***** Input for this task

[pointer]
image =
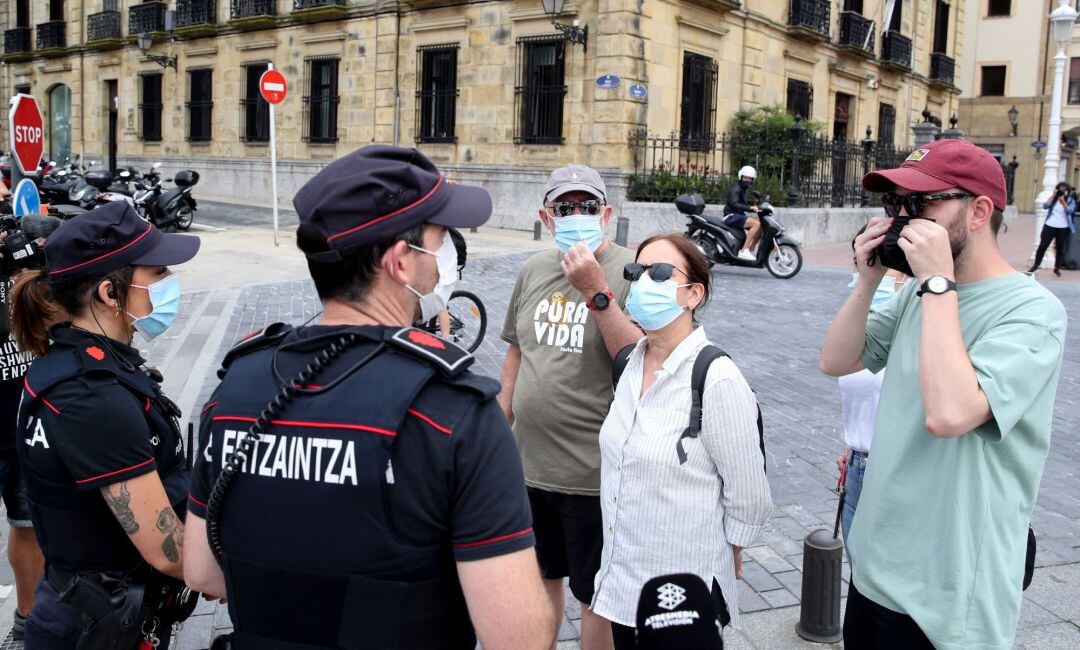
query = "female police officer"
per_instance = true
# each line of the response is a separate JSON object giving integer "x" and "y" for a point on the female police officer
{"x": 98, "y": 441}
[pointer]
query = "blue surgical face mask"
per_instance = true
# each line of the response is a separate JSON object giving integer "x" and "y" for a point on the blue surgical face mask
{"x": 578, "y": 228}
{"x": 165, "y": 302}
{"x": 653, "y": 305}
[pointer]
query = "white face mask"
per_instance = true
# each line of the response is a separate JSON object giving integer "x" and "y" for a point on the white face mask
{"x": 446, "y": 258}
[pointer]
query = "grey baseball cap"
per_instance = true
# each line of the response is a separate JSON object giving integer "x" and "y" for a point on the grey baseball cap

**********
***** Input for this task

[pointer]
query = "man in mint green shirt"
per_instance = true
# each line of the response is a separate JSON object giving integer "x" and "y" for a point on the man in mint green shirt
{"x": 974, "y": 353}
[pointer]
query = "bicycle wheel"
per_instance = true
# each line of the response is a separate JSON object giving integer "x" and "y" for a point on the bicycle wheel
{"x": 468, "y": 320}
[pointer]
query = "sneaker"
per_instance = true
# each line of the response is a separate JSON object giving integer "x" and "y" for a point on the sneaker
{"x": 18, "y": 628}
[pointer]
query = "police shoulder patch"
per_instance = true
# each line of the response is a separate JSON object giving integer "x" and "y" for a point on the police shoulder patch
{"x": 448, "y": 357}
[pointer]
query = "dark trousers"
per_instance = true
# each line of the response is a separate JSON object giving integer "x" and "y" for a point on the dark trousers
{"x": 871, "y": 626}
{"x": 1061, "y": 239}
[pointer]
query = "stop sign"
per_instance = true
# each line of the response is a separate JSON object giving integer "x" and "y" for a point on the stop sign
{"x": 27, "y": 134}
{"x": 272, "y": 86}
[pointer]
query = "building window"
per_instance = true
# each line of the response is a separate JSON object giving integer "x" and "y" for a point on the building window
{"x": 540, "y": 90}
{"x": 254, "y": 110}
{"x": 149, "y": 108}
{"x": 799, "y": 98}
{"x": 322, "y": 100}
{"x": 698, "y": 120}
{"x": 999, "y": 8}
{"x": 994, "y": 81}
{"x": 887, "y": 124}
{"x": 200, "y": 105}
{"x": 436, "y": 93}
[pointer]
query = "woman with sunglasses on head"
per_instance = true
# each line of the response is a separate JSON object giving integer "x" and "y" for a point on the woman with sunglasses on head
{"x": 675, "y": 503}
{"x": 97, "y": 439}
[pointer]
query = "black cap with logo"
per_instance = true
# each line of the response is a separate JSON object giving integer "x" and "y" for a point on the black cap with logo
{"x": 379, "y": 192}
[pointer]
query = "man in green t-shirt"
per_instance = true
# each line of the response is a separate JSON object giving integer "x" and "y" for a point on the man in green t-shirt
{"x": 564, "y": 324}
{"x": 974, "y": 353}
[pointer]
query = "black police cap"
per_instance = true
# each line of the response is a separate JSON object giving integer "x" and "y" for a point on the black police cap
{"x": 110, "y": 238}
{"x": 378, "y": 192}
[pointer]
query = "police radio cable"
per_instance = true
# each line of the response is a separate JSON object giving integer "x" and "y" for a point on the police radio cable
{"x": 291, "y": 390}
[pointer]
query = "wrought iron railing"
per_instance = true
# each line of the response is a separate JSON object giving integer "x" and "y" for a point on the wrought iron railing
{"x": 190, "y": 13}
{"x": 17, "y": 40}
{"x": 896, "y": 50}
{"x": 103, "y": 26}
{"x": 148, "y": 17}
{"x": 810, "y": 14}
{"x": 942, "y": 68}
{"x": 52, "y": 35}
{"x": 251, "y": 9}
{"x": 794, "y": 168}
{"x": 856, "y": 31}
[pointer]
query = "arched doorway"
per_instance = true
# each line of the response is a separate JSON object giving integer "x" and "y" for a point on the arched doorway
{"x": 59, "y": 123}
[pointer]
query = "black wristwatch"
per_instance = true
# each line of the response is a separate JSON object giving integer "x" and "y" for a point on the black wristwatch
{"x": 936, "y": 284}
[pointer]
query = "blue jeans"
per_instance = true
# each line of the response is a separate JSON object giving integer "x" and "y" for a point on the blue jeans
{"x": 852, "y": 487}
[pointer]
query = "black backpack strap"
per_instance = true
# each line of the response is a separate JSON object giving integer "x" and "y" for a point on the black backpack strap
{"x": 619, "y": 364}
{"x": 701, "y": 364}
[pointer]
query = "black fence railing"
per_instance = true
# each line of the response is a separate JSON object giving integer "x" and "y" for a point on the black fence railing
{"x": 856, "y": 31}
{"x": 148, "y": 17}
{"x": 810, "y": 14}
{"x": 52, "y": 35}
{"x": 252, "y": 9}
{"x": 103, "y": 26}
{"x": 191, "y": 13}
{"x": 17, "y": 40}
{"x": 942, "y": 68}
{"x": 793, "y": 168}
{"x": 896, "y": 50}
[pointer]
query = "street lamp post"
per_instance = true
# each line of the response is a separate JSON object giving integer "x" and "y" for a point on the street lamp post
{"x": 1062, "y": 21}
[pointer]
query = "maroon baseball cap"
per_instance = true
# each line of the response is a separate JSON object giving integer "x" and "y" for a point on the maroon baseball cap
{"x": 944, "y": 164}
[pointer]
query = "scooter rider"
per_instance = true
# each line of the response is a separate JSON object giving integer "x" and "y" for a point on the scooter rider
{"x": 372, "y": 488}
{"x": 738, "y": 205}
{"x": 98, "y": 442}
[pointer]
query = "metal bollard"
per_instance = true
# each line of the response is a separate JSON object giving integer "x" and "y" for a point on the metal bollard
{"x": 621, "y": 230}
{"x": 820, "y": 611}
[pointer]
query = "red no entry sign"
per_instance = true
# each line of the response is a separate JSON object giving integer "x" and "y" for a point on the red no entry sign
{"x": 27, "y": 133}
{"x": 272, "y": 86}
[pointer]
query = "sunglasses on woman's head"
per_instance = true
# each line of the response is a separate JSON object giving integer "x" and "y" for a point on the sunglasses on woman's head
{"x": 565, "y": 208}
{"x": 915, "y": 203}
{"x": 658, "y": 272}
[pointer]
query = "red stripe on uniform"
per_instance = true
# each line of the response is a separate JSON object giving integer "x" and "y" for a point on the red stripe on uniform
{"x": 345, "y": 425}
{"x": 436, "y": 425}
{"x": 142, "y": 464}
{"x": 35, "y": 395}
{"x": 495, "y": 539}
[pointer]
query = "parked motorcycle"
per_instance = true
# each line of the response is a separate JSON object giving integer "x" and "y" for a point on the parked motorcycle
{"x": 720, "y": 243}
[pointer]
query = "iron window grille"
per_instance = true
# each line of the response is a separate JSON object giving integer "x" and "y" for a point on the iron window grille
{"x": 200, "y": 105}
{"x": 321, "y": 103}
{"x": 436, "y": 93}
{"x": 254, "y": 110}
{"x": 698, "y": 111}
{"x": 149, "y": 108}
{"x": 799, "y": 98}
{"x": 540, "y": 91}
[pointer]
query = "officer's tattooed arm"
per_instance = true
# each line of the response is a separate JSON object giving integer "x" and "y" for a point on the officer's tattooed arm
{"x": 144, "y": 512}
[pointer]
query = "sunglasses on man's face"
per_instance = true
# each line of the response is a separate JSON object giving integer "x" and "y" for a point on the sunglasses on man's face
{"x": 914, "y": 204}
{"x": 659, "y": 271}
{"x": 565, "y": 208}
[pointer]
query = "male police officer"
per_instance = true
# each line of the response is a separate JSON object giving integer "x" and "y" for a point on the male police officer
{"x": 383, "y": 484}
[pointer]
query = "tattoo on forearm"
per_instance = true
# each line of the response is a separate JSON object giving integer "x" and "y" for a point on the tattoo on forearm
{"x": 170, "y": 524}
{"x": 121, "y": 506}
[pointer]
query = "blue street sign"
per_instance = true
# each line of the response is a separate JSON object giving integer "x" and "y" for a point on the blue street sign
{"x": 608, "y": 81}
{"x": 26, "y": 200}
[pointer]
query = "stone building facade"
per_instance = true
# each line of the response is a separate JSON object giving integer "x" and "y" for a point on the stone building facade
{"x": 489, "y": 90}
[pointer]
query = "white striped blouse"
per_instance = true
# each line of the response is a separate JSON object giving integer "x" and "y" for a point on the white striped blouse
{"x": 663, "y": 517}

**********
***** Input for this task

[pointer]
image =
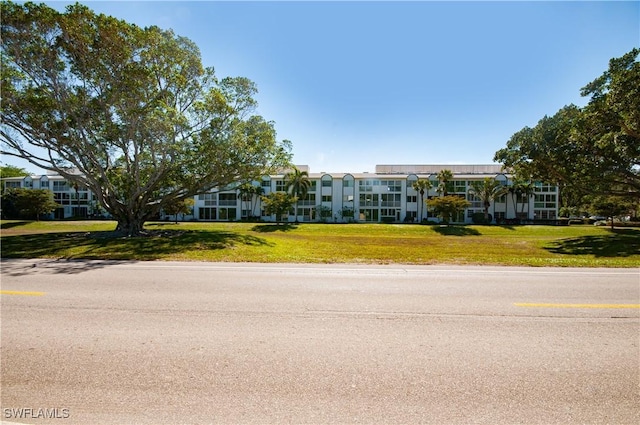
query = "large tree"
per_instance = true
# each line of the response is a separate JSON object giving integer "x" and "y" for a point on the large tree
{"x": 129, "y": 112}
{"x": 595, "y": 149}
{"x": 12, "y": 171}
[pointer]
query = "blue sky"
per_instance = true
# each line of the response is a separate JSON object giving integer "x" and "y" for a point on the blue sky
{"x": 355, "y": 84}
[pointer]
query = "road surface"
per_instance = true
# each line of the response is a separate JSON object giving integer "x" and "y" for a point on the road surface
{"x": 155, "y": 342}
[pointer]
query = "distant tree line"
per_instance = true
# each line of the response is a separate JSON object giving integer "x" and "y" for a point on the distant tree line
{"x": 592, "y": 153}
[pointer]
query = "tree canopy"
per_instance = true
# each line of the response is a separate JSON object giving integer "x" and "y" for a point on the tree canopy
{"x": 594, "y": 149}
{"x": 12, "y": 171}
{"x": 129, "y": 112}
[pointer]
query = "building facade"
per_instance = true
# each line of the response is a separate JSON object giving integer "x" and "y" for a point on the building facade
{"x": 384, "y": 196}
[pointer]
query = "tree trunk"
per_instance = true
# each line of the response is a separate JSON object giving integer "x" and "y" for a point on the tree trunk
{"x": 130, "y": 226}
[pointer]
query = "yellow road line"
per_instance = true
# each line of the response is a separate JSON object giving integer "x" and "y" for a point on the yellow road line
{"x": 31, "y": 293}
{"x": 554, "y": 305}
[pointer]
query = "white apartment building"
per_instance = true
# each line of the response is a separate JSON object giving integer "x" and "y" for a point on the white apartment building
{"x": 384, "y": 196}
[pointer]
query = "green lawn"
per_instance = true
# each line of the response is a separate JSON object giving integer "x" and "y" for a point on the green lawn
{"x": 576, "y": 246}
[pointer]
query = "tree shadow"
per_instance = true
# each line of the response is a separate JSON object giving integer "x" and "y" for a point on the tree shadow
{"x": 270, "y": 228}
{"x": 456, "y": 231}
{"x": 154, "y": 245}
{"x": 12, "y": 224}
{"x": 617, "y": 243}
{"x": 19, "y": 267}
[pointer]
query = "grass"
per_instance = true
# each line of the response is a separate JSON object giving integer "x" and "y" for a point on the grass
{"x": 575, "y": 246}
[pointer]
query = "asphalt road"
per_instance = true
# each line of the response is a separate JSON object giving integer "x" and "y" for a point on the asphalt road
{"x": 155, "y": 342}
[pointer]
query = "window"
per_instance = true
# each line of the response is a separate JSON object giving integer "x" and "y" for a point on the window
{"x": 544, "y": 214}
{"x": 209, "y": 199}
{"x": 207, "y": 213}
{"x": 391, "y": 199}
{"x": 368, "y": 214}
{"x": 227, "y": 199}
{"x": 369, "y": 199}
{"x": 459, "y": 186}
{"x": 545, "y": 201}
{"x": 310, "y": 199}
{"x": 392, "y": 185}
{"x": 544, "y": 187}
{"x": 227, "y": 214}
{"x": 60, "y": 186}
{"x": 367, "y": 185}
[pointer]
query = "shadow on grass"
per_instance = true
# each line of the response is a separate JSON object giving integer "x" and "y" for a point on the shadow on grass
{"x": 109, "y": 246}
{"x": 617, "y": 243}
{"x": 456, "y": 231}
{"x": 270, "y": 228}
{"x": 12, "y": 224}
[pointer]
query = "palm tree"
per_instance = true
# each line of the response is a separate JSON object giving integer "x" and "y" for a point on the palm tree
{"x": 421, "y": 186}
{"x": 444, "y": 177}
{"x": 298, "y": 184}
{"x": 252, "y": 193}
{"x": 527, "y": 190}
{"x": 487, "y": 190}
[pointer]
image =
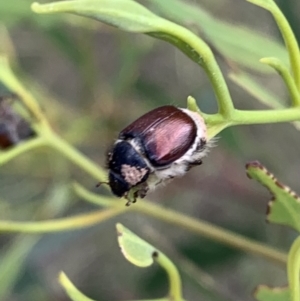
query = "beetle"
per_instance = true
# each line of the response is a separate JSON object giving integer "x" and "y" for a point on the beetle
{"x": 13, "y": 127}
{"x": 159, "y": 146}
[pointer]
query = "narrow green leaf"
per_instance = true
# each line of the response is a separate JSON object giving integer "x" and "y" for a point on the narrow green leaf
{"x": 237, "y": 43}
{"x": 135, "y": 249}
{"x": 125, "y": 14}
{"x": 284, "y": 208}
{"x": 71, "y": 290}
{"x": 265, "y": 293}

**********

Your task is to show every line of the listing above containing "grey".

query = "grey baseball cap"
# each line of the response is a separate JSON object giving integer "x" and "y" for a point on the grey baseball cap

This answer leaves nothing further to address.